**Task details**.
In the listing that follows, how many lines include the word "Target"? Only the number is wanted.

**The input**.

┌──

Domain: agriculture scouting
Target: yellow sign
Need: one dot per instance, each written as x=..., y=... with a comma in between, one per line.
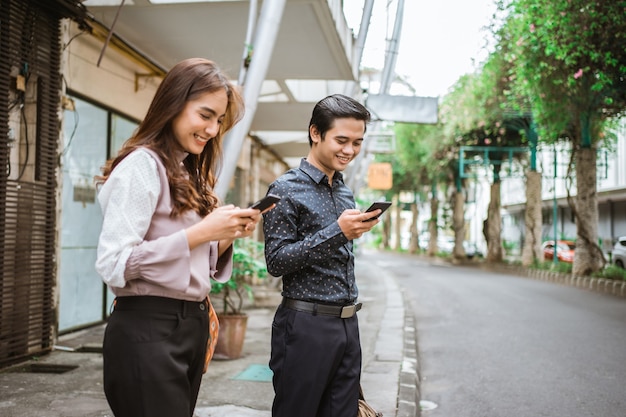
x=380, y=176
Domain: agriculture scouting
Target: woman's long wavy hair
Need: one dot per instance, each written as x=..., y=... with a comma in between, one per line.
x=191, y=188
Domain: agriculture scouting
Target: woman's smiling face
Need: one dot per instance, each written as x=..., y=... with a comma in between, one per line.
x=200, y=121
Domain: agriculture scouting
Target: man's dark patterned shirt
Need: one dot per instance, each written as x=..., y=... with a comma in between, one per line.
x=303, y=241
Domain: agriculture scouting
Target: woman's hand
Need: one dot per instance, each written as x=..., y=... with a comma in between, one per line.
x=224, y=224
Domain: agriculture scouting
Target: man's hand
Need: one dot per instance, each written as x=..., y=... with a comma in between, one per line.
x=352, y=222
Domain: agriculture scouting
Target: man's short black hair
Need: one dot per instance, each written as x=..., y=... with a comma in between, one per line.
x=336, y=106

└──
┌──

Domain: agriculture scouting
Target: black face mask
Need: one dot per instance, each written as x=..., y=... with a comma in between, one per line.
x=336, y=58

└──

**Response for this exercise**.
8